Brief
Rewrite the rows below with every "rough mask" swapped for "coarse mask", keeping everything else unchanged.

Saved data entries:

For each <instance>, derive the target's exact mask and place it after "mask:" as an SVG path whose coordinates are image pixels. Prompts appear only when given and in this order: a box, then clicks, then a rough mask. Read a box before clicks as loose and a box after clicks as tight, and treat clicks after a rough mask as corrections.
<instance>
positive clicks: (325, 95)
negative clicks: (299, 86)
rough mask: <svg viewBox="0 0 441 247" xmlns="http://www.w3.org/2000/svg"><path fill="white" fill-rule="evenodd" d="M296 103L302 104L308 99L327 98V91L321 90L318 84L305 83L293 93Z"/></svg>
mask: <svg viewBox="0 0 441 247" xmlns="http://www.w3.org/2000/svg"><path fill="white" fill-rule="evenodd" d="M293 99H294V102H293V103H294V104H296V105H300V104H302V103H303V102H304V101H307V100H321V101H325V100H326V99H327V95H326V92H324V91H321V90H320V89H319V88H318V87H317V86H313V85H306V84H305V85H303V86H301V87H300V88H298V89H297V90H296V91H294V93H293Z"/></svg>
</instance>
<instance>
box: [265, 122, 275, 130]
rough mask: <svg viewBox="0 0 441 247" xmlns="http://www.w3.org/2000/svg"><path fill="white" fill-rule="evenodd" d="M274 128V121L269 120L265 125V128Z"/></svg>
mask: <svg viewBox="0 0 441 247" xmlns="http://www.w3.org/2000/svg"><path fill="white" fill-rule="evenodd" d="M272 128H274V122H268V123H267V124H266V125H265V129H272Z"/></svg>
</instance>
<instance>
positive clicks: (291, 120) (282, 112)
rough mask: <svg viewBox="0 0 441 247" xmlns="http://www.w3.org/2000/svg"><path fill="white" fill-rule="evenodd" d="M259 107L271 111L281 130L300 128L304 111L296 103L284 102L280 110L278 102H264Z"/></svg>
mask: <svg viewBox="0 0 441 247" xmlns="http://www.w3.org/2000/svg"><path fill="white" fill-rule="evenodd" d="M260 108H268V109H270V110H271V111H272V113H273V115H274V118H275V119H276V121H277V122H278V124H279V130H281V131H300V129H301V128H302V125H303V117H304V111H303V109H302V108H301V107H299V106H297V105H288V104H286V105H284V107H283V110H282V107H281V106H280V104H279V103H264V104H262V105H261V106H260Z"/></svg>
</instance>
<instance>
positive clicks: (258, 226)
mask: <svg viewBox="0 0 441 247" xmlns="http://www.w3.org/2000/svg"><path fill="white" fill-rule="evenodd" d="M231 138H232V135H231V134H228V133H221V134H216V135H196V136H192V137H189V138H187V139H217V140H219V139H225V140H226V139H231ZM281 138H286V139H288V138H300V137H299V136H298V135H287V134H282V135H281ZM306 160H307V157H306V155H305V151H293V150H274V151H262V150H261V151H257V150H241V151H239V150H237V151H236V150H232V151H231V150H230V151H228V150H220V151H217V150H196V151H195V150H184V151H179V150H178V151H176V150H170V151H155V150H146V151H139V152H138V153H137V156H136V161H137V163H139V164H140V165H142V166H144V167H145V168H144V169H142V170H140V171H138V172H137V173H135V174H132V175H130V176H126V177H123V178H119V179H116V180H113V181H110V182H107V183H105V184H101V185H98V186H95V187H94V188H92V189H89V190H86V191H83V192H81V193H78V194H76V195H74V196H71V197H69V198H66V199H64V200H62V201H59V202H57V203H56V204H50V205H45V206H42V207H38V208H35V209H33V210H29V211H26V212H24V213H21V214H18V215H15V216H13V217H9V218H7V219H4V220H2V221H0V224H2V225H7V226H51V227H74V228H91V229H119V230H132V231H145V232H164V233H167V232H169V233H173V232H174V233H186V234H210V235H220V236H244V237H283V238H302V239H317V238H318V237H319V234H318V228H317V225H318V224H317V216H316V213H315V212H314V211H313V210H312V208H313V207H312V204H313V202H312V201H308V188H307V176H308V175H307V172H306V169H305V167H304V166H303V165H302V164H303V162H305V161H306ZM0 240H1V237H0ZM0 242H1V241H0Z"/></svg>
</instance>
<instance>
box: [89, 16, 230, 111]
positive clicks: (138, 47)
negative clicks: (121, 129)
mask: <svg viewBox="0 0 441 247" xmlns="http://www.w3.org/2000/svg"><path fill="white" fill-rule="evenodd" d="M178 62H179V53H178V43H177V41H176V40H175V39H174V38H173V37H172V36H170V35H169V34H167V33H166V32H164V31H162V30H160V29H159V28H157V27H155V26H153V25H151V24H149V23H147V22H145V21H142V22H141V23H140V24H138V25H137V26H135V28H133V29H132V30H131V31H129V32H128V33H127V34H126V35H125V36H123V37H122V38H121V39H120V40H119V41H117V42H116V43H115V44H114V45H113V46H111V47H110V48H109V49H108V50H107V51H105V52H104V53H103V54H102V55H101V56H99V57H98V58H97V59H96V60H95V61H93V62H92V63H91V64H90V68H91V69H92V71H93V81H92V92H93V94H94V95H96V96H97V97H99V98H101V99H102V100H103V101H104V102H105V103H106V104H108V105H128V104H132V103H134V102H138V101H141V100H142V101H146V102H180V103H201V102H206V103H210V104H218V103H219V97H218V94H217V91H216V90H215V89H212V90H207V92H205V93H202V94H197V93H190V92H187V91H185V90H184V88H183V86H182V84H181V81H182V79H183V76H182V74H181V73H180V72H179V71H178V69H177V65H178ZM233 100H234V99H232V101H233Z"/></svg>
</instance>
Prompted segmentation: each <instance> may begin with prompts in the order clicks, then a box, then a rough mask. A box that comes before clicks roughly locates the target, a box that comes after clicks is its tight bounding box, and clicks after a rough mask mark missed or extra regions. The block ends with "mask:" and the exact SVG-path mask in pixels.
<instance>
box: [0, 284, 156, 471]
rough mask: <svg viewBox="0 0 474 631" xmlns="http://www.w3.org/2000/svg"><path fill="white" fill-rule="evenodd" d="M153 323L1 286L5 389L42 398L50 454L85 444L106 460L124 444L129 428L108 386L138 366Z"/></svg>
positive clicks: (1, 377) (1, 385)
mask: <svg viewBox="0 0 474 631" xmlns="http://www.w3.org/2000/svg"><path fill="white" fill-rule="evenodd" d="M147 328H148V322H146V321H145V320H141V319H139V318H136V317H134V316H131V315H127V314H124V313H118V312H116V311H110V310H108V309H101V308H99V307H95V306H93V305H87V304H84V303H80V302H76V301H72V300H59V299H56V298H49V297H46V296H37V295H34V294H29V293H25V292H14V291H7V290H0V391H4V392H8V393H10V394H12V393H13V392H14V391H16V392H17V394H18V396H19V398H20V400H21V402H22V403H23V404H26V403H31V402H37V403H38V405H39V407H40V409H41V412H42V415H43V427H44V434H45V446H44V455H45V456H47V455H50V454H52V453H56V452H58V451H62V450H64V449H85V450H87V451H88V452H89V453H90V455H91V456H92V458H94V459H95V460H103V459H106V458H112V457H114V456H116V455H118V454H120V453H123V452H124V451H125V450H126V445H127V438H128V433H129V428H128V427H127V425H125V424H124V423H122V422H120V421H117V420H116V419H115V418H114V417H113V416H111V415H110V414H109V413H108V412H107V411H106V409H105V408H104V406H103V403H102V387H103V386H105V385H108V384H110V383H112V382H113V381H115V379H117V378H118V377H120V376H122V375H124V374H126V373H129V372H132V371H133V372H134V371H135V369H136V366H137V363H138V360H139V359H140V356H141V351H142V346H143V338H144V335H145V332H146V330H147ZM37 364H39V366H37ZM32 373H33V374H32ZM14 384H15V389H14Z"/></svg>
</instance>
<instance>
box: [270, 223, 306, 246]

Exercise result
For each <instance>, derive the target's exact mask and place it after "mask:" as an SVG path whose coordinates are image pixels. Prompts appear only when given and in this order: a box, then clicks, then a coarse mask. Read a box before clicks as loose and a box after clicks as tight, and treat clicks after a coarse mask as corrections.
<instance>
positive clicks: (325, 95)
negative clicks: (299, 86)
coarse mask: <svg viewBox="0 0 441 247" xmlns="http://www.w3.org/2000/svg"><path fill="white" fill-rule="evenodd" d="M296 103L302 104L308 99L327 98V91L321 90L318 84L305 83L293 93Z"/></svg>
mask: <svg viewBox="0 0 441 247" xmlns="http://www.w3.org/2000/svg"><path fill="white" fill-rule="evenodd" d="M293 99H294V102H293V103H294V104H296V105H300V104H302V103H303V102H304V101H307V100H321V101H325V100H326V99H327V95H326V92H324V91H321V90H320V89H319V88H318V87H317V86H313V85H306V84H305V85H303V86H301V87H300V88H298V89H297V90H296V91H294V93H293Z"/></svg>
</instance>
<instance>
box: [265, 122, 275, 130]
coarse mask: <svg viewBox="0 0 441 247" xmlns="http://www.w3.org/2000/svg"><path fill="white" fill-rule="evenodd" d="M274 128V121L269 120L265 125V128Z"/></svg>
mask: <svg viewBox="0 0 441 247" xmlns="http://www.w3.org/2000/svg"><path fill="white" fill-rule="evenodd" d="M272 128H274V122H268V123H267V124H266V125H265V129H272Z"/></svg>
</instance>
<instance>
positive clicks: (291, 120) (282, 112)
coarse mask: <svg viewBox="0 0 441 247" xmlns="http://www.w3.org/2000/svg"><path fill="white" fill-rule="evenodd" d="M259 107L271 111L281 130L300 128L304 111L296 103L284 102L280 110L278 102H264Z"/></svg>
mask: <svg viewBox="0 0 441 247" xmlns="http://www.w3.org/2000/svg"><path fill="white" fill-rule="evenodd" d="M260 108H268V109H270V110H271V111H272V113H273V115H274V118H275V119H276V121H277V122H278V124H279V130H281V131H300V129H301V128H302V125H303V117H304V111H303V109H302V108H301V107H299V106H297V105H288V104H286V105H284V107H283V110H282V107H281V106H280V104H279V103H264V104H262V105H261V106H260Z"/></svg>
</instance>
<instance>
positive clicks: (258, 226)
mask: <svg viewBox="0 0 441 247" xmlns="http://www.w3.org/2000/svg"><path fill="white" fill-rule="evenodd" d="M231 138H232V135H231V134H228V133H221V134H216V135H196V136H192V137H189V138H187V139H217V140H219V139H225V140H226V139H231ZM281 138H286V139H288V138H300V137H299V136H298V135H287V134H282V135H281ZM306 160H307V157H306V155H305V151H293V150H274V151H262V150H261V151H257V150H241V151H239V150H237V151H236V150H232V151H231V150H230V151H228V150H220V151H217V150H196V151H195V150H184V151H179V150H178V151H176V150H170V151H155V150H146V151H139V152H138V153H137V156H136V161H137V163H139V164H140V165H142V166H144V167H145V168H144V169H142V170H140V171H138V172H137V173H135V174H132V175H130V176H126V177H123V178H119V179H116V180H113V181H110V182H107V183H105V184H101V185H98V186H95V187H94V188H92V189H89V190H86V191H83V192H81V193H78V194H76V195H74V196H71V197H69V198H66V199H64V200H62V201H59V202H57V203H56V204H50V205H45V206H42V207H38V208H35V209H33V210H29V211H26V212H24V213H21V214H18V215H15V216H13V217H9V218H7V219H4V220H2V221H0V224H2V225H7V226H51V227H74V228H91V229H119V230H132V231H145V232H164V233H167V232H169V233H173V232H174V233H186V234H210V235H220V236H244V237H283V238H302V239H317V238H318V237H319V234H318V228H317V225H318V224H317V216H316V213H315V212H314V211H313V210H312V208H313V207H312V204H313V202H312V201H308V188H307V176H308V175H307V172H306V169H305V167H304V166H303V165H302V164H303V162H305V161H306ZM0 240H1V237H0ZM0 242H1V241H0Z"/></svg>
</instance>
<instance>
box: [89, 16, 230, 111]
positive clicks: (138, 47)
negative clicks: (121, 129)
mask: <svg viewBox="0 0 441 247" xmlns="http://www.w3.org/2000/svg"><path fill="white" fill-rule="evenodd" d="M178 62H179V53H178V43H177V41H176V40H175V39H174V38H173V37H172V36H170V35H169V34H167V33H166V32H164V31H162V30H160V29H159V28H157V27H155V26H153V25H151V24H149V23H147V22H145V21H142V22H141V23H140V24H138V25H137V26H135V28H133V29H132V30H131V31H129V32H128V33H127V34H126V35H125V36H123V37H122V38H121V39H120V40H119V41H117V42H116V43H115V44H114V45H113V46H111V47H110V48H109V49H108V50H107V51H105V52H104V53H103V54H102V55H101V56H99V57H98V58H97V59H96V60H95V61H93V62H92V63H91V64H90V68H91V69H92V71H93V81H92V92H93V94H94V95H96V96H97V97H99V98H101V99H102V100H103V101H104V102H105V103H106V104H108V105H128V104H132V103H134V102H138V101H141V100H142V101H146V102H180V103H201V102H206V103H210V104H218V103H219V97H218V94H217V91H216V90H215V89H212V90H207V92H205V93H202V94H197V93H190V92H187V91H185V90H184V88H183V86H182V84H181V81H182V79H183V76H182V74H181V73H180V72H179V71H178V69H177V65H178ZM233 100H234V99H232V101H233Z"/></svg>
</instance>
Prompted segmentation: each <instance> may begin with prompts in the order clicks, then a box, then a coarse mask. A box that comes before clicks roughly locates the target, a box that comes after clicks is its tight bounding box, and clicks after a coarse mask mark missed or extra regions. The block ends with "mask:" and the exact SVG-path mask in pixels.
<instance>
box: [0, 284, 156, 471]
coarse mask: <svg viewBox="0 0 474 631" xmlns="http://www.w3.org/2000/svg"><path fill="white" fill-rule="evenodd" d="M153 323L1 286L5 389L42 398L50 454L85 444L106 460L124 444L129 428L108 386L138 366Z"/></svg>
positive clicks: (1, 377) (1, 385)
mask: <svg viewBox="0 0 474 631" xmlns="http://www.w3.org/2000/svg"><path fill="white" fill-rule="evenodd" d="M147 328H148V322H146V321H145V320H141V319H139V318H136V317H134V316H131V315H127V314H124V313H118V312H116V311H110V310H108V309H101V308H99V307H95V306H93V305H87V304H84V303H80V302H76V301H72V300H59V299H56V298H49V297H46V296H37V295H34V294H29V293H25V292H14V291H7V290H0V391H4V392H8V393H10V394H12V393H13V392H14V391H16V392H17V394H18V396H19V398H20V400H21V402H22V403H23V404H26V403H31V402H37V403H38V405H39V407H40V409H41V412H42V415H43V427H44V434H45V446H44V455H45V456H47V455H50V454H52V453H56V452H58V451H62V450H64V449H85V450H87V451H88V452H89V453H90V455H91V456H92V458H94V459H95V460H103V459H106V458H112V457H114V456H116V455H118V454H120V453H123V452H124V451H125V450H126V445H127V438H128V433H129V428H128V427H127V425H125V424H124V423H122V422H120V421H117V420H116V419H115V418H114V417H113V416H111V415H110V414H109V413H108V412H107V411H106V409H105V408H104V406H103V403H102V387H103V386H105V385H108V384H110V383H112V382H113V381H115V379H117V378H118V377H120V376H122V375H124V374H126V373H129V372H132V371H133V372H134V371H135V369H136V366H137V363H138V360H139V359H140V356H141V351H142V346H143V338H144V335H145V332H146V330H147ZM37 364H39V366H37ZM32 373H33V374H32ZM14 384H15V389H14Z"/></svg>
</instance>
<instance>
box: [270, 223, 306, 246]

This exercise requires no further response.